(Exercise task) How many lines of the data below contain the string "green", with case counting? Reply with the number alone.

*-*-*

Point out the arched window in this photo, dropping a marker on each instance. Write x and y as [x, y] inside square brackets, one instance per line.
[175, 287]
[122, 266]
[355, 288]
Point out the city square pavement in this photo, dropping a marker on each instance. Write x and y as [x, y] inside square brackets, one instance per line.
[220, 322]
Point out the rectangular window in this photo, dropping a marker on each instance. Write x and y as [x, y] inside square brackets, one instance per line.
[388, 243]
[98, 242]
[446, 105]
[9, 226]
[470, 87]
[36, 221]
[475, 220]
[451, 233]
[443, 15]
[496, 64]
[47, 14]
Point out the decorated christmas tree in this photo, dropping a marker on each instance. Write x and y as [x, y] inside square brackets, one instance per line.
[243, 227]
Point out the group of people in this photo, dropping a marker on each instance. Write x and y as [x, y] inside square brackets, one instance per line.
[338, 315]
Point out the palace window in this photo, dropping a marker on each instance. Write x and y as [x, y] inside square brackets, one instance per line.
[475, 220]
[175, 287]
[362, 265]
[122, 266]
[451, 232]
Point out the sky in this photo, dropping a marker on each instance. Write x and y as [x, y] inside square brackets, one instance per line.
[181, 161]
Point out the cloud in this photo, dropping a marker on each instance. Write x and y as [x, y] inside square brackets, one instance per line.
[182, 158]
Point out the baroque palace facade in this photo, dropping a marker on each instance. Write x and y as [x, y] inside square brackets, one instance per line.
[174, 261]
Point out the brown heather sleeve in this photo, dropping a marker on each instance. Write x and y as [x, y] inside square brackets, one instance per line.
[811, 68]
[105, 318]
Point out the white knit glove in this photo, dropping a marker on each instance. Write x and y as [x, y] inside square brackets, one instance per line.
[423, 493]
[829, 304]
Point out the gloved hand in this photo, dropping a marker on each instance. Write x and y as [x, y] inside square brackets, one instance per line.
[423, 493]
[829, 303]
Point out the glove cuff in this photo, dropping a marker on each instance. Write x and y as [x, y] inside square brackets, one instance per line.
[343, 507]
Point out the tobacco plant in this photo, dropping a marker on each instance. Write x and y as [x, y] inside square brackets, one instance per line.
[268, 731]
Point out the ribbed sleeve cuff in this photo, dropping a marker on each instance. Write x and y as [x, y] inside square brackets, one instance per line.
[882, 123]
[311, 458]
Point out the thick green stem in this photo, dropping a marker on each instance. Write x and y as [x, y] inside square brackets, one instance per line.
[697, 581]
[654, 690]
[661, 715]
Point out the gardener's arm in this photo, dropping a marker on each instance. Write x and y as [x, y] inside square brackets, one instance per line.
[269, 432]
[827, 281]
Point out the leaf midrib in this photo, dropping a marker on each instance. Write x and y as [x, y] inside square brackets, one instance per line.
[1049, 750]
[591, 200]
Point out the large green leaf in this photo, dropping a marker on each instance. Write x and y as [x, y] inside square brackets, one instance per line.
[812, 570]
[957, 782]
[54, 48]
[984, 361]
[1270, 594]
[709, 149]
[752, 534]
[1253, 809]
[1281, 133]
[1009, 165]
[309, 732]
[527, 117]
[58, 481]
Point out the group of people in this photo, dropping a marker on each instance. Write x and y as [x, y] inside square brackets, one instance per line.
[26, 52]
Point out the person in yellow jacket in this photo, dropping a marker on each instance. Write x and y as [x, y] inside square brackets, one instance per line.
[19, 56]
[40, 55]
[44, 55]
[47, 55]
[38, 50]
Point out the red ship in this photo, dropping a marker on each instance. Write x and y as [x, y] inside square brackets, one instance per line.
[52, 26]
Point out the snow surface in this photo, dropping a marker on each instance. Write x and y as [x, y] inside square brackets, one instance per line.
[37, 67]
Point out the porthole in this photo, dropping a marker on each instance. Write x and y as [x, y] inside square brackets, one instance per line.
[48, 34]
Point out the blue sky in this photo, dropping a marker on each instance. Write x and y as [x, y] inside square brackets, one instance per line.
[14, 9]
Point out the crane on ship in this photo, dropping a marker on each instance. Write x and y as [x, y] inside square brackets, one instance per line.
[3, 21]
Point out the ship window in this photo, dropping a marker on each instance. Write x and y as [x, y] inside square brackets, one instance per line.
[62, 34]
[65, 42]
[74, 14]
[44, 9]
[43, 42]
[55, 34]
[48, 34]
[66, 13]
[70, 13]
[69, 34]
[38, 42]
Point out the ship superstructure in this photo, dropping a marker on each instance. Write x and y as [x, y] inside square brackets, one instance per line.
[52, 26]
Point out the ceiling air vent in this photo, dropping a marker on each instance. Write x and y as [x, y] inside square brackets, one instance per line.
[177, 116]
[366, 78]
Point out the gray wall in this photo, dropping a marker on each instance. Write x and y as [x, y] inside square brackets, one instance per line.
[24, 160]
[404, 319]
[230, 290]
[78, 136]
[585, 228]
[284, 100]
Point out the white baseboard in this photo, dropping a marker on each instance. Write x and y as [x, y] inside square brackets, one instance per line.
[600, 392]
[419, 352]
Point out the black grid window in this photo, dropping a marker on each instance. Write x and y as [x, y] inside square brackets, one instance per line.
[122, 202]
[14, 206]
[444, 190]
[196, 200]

*-*-*

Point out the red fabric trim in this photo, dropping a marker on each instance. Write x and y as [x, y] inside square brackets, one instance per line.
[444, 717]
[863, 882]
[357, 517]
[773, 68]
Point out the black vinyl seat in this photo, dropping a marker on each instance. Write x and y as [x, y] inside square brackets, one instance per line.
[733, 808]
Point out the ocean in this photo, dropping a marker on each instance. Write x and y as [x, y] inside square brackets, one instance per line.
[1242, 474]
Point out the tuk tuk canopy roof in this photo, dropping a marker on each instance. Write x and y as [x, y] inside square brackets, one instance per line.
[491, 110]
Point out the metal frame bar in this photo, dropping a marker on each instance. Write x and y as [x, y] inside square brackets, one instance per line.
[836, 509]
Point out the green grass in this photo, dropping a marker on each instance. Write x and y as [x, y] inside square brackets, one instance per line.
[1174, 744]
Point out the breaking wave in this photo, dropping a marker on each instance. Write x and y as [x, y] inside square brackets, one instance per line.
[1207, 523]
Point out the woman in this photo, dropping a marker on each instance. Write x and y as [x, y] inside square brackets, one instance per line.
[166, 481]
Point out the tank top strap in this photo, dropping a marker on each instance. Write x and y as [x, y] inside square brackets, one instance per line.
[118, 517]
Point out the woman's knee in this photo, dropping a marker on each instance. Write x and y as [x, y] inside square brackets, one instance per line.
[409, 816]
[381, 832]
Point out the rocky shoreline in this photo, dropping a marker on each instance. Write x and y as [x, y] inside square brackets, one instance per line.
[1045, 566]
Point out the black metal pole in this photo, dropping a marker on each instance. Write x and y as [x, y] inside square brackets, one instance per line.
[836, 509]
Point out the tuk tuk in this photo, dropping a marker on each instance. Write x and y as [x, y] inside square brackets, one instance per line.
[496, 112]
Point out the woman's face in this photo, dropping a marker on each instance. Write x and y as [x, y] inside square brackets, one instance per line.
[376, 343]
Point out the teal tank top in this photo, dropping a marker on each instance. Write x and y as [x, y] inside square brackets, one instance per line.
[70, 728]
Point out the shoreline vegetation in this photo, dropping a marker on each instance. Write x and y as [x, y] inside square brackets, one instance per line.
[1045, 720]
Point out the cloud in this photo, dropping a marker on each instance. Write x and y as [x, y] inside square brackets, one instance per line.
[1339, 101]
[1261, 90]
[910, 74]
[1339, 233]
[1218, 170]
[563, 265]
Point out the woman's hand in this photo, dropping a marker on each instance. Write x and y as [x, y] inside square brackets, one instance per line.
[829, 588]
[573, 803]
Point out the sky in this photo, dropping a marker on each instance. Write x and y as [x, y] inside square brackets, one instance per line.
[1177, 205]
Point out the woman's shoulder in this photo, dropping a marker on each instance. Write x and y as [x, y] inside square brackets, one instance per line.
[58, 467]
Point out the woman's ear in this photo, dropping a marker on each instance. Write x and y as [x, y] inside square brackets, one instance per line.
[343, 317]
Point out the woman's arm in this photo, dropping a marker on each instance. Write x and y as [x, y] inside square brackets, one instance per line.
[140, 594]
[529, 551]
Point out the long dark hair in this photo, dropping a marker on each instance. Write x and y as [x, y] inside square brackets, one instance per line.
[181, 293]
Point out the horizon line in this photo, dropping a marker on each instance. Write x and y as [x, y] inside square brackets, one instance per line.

*-*-*

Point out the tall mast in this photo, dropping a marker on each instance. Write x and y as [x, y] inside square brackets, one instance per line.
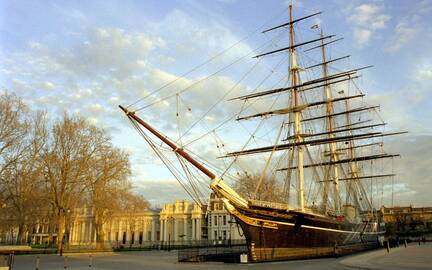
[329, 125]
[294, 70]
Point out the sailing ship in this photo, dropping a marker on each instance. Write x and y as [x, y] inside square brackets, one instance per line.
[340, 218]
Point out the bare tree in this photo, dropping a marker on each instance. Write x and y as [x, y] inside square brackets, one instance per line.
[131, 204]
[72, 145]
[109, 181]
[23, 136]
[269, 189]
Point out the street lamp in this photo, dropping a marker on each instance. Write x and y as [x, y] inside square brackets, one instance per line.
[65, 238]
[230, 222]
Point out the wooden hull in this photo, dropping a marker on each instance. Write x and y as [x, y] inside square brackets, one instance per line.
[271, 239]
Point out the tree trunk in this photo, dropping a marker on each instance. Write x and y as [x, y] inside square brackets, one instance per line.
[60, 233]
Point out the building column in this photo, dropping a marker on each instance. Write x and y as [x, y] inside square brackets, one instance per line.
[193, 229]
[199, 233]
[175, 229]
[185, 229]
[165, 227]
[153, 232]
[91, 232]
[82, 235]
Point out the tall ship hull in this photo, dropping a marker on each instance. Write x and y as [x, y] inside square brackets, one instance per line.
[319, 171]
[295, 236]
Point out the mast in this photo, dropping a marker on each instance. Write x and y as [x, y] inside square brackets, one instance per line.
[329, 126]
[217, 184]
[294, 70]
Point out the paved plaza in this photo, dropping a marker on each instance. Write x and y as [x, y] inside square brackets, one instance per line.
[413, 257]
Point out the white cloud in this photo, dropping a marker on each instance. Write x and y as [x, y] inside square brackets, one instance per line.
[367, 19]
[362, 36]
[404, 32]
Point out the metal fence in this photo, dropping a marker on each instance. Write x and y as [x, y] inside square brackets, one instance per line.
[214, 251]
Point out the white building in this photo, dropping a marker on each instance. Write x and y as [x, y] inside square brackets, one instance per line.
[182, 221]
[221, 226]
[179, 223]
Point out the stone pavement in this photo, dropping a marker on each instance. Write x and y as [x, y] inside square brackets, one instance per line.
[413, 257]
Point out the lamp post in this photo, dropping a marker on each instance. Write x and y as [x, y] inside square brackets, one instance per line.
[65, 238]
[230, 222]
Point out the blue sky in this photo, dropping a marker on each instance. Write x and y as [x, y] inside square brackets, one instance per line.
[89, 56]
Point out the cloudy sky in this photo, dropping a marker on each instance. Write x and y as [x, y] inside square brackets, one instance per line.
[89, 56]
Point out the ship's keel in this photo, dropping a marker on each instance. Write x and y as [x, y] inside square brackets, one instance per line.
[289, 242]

*-*-*

(The response) 3